RECORDS TO USE:

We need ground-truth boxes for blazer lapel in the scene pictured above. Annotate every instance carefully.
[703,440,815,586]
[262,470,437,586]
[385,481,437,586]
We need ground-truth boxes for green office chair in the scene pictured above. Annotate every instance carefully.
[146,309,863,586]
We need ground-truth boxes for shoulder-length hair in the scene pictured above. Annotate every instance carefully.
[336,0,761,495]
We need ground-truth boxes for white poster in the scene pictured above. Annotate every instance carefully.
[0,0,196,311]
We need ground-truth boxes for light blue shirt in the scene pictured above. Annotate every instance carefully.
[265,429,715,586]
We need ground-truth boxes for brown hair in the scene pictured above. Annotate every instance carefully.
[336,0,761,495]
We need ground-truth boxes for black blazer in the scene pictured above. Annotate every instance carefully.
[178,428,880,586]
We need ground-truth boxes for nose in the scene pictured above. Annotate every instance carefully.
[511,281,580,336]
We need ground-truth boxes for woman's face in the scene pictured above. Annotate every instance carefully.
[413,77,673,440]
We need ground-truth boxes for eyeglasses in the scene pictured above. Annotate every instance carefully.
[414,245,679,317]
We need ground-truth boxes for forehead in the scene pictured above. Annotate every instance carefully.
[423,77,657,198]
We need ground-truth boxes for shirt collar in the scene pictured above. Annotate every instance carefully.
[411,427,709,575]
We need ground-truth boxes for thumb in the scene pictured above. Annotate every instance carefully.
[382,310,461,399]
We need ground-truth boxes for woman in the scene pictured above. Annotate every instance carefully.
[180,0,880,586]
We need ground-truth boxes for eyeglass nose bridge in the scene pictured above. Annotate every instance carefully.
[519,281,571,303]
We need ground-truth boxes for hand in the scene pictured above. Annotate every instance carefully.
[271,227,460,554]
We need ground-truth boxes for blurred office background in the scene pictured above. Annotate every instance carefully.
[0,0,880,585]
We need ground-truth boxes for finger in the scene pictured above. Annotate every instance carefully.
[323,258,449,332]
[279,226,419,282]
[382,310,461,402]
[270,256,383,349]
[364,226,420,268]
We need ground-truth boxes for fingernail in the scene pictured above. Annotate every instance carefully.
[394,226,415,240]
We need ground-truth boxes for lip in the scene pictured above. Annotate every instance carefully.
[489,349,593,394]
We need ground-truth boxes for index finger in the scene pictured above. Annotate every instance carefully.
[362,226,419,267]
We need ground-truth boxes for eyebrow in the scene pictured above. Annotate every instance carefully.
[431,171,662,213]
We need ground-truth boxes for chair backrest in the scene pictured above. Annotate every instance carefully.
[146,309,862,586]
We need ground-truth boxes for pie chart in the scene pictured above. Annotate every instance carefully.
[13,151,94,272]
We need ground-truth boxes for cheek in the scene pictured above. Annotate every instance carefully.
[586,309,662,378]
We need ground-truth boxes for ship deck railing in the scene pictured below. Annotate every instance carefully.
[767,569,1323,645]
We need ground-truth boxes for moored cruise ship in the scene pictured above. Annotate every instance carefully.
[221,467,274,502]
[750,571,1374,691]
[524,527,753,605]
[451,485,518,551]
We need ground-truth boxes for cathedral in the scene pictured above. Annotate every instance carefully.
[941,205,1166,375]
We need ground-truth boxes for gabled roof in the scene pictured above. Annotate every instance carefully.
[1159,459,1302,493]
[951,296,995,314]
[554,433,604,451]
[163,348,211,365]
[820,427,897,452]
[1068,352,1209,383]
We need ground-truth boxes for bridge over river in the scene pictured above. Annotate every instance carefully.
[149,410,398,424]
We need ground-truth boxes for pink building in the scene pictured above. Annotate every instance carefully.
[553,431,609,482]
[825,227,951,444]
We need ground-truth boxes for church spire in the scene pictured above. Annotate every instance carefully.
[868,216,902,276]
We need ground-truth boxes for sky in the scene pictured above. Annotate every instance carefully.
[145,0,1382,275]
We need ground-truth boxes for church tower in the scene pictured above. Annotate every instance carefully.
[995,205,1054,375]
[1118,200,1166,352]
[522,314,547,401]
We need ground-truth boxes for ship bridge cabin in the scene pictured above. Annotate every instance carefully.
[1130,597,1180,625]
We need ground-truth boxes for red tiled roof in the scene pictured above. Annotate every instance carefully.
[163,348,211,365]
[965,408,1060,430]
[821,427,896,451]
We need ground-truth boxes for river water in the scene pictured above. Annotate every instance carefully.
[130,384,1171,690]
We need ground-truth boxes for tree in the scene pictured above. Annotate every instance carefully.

GOAL:
Convert the listing above into a JSON list of strings with one string per line, leaving out blank lines.

EXERCISE RESULT:
[
  "We need ground-truth boxes for blazer lapel in the scene pictured above. Annotate every instance carefully.",
  "[703,440,815,586]",
  "[262,470,437,586]",
  "[385,481,437,586]",
  "We need ground-truth boxes for green office chair in the scene pictured above. Annotate every instance carefully.",
  "[146,309,863,586]",
  "We need ground-truth boxes for shoulder-length hair in the scene pictured above. Annotate every instance carefully.",
  "[336,0,761,495]",
  "We need ground-truth boxes for white poster in the scene pictured above. Annotate every instance carefully.",
  "[0,0,196,311]",
  "We need ground-truth boxes for light blue shirt in the scene pictured above. Annotate every instance carefully.",
  "[265,429,715,586]",
  "We need ground-truth boxes for brown hair in the scene pictured above. Annotate every instance carefully.",
  "[336,0,761,495]",
  "We need ground-truth boxes for black blazer in the scene pictured above. Annotate every instance carefully.",
  "[178,428,880,586]",
  "We need ground-truth boxes for nose in the scene pictured above. Annotate every instance carefully.",
  "[511,281,580,336]",
  "We need ground-truth boxes for woman's face in the scene pictured above. Annotate every instance carefully.",
  "[413,77,673,440]",
  "We need ground-truth boxes for eyeglasses in the scene pictured above. Annotate every instance carefully.",
  "[414,245,679,317]",
  "We need ground-truth boxes for forehead in the scene pictured above. Annotate every instance carefully.",
  "[423,77,657,198]",
  "We need ground-truth boxes for shirt collar in the scene pictured above. Annotate every instance carefully.",
  "[411,427,709,575]",
  "We need ground-truth boxes for thumb in the scene pictured above. Annotate every instance carefully.",
  "[382,310,461,399]",
  "We need ground-truth boxes for woman in the scene pictured above. Annotate every instance carefully.",
  "[180,0,880,586]",
  "We need ground-truth boxes for eyeglass nose bridge in the scene pictured above. Annotate every instance carefully.",
  "[519,281,571,303]",
  "We need ground-truth boxes for hand in the scene pictured above. Annotate every instance carefully.",
  "[271,227,460,554]",
  "We need ground-truth boxes for blurred office background in the scene pictured above. Annotate every instance carefully.",
  "[0,0,880,585]",
  "We need ground-truth boxes for finger in the scene pictured above. Annotate every instance carefully.",
  "[323,258,449,332]",
  "[279,226,419,282]",
  "[382,310,461,402]",
  "[270,256,383,349]",
  "[364,226,420,268]",
  "We need ground-truth boxes for fingernail in the scene pictured above. Annotate every instance carefully.",
  "[394,226,415,240]",
  "We need ground-truth boxes for lip in the scene pictured above. Annotate every instance carefully.",
  "[489,349,593,394]",
  "We need ground-truth boxes for index finger in the scene pictured above. Annotate every instance carefully.",
  "[362,226,419,267]",
  "We need ground-truth boxes for eyebrow in the scene pictured above. Annotate every instance carefully.",
  "[431,171,662,213]",
  "We need ground-truth boxes for chair backrest in the scene pictured above. Annotate every instance carefully.",
  "[146,309,862,586]",
  "We need ground-truth boxes for pie chart in the scene pictured above. Annotate every instance carefully.",
  "[13,151,94,272]",
  "We need ground-truth boxes for cheek in the scene pictured above. Annotate every instance carefully.",
  "[586,309,662,378]",
  "We need ground-truth boxes for ship deck railing in the scene pictured below. Annotate every instance carefully.",
  "[767,569,1323,645]",
  "We need ground-truth boxes for moored cruise ship in the scene pictured above. Annotate every instance carefully.",
  "[221,467,274,502]",
  "[750,571,1374,691]",
  "[524,527,753,605]",
  "[451,485,518,551]",
  "We need ground-truth boxes for cathedral in the scene pictured above. Annotate every instance carefully.",
  "[941,205,1166,375]",
  "We need ground-truth boxes for gabled roof in the scene pictured above. Annotate every instance carefully.",
  "[1159,459,1302,493]",
  "[951,296,995,314]",
  "[554,433,604,451]",
  "[163,348,211,365]",
  "[820,427,897,452]",
  "[1068,352,1209,383]",
  "We need ground-truth boxes for bridge over river in the scene pictured above. Annotate every instance carefully.",
  "[149,410,398,424]",
  "We need ground-truth boxes for pink building in the scene pictured above. Annotate every instance carefully.",
  "[553,431,609,482]",
  "[825,227,951,444]",
  "We need ground-truth boxes for church spire in the scene pictured above. Annotate every instance carefully.",
  "[868,216,902,276]",
  "We need ground-truth boxes for sky in the scene pictured above. Annotate every instance carefully.",
  "[145,0,1382,275]",
  "We need ground-truth boxes for church tower in the scene pictured above. Annotate every instance carefully.",
  "[995,205,1054,375]",
  "[1118,200,1166,352]",
  "[522,314,547,401]",
  "We need ground-truth boxes for ship bridge cabin in the scene pictured above. Annotate every instance carefully.",
  "[1130,597,1180,625]",
  "We need ground-truth boxes for red tiled roof in the scene pictured above. Annotate every instance carefully.",
  "[163,348,211,365]",
  "[965,408,1060,430]",
  "[821,427,896,451]",
  "We need ground-truth boxes for river water in the scene pictured above. Annotate every instance carefully.",
  "[130,384,1171,690]",
  "We need ground-truth boxes for tree in the scene pictured above. Annotate every instance carefully."
]